_Task requirements_
- a) Decide whether each statement agrees with the crested gecko breeding thread: (i) the first poster has separate tanks ready for possible offspring; (ii) a reply says more than one gravid female cannot be kept together; (iii) a reply says a female uses only one male's sperm for the rest of the season. Answer yes or no for each, quoting the deciding words.
- b) Write out the crested gecko breeding thread between "I am a beginner" and "breed my geckos.", inclusive.

_Extract provided_
##########

# First time Crested Gecko Breeding questions...



## AlmightyNacho (Jan 11, 2013)

Hello all, just after some tips and advice with regards to breeding crested geckos.

I am a beginner breeder, never done this before, I am aware that babies will come of breeding, I have adequate space and individual tanks for potential offspring, I know the ins and outs of most aspects of breeding and will continue to thoroughly research the topic before even attempting to breed my geckos.

RIGHT! Now that's out the way... 

1) I am curious as to whether or not a female crestie can have more than one male partner per season. 
2) I am aware it's a good idea to keep a gravid female alone in her own terrarium, but what would be the consequences of 2 females in one tank, both gravid? Apart from egg confusion... Or 1 gravid female and 1 non gravid in the same tank..
3) how many weeks should I leave my female gecko in the same tank as the male I want her to breed with? I've read many debates on this... 

That's all! Advice would be great, I only want the best for my geckos and I have taken breeding well into consideration, not on a whim, can't wait too see some offspring!!!

:2thumb:


----------



## ChloeLH (Jun 24, 2013)

I also plan to breed my crested geckos, I am not completely sure on question 1, 
Question 2 - you can keep more than one gravid female together, as when they lay the eggs they will just leave them to mother nature. As long as the eggs are taken out of the viv before hand or the babies will be eaten by mother or other adult females. 
Question 3 - You may find the male will have your female impregnated very quick, you shouldn't keep your male in the female cage all of the time as this can mean that the female never has a break form laying eggs which can reduce calcium levels. so you can keep the male in there for as long as you want babies but for a few months now and then you should give your females a break
Chloe


----------



## ScalezandTailz (Sep 22, 2010)

Hey there,
I've been breeding cresties for a good couple of years now.
Q1) nope, your male with copulate with your female and for the remainder of the season she'll use only his sperm so be careful who you decide to pair up with, in any case I wouldn't like to put one male in and then replace it with another, sounds like pimping her out lol!

##########

_Stored data_
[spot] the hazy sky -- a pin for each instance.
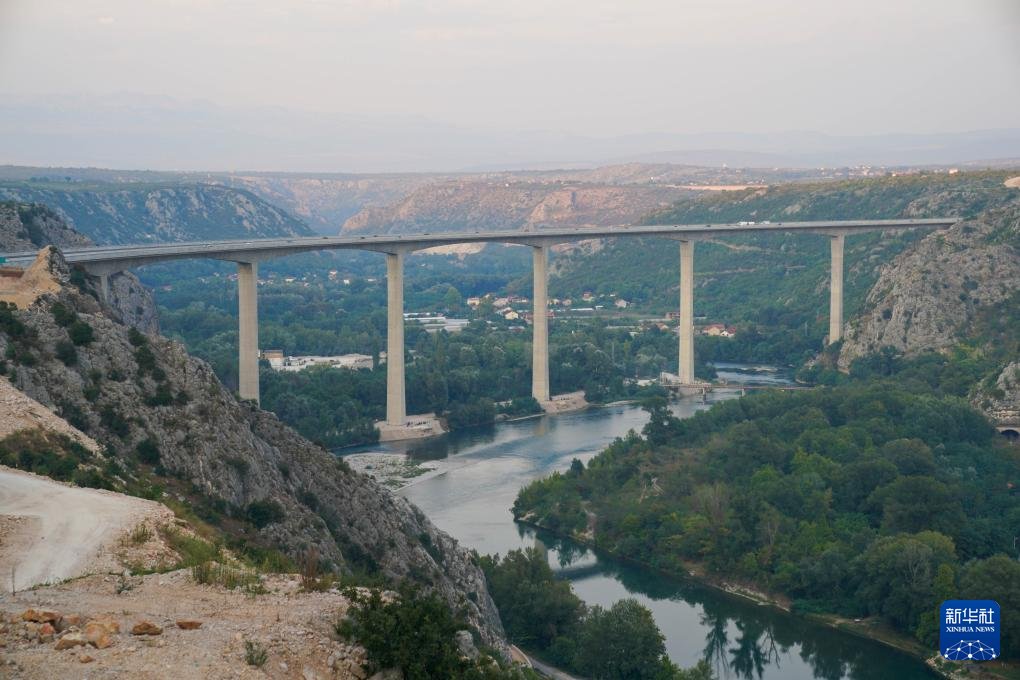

##########

_Results_
- a)
(i) Yes: "I have adequate space and individual tanks for potential offspring"
(ii) No: "you can keep more than one gravid female together"
(iii) Yes: "for the remainder of the season she'll use only his sperm"

- b)
I am a beginner breeder, never done this before, I am aware that babies will come of breeding, I have adequate space and individual tanks for potential offspring, I know the ins and outs of most aspects of breeding and will continue to thoroughly research the topic before even attempting to breed my geckos.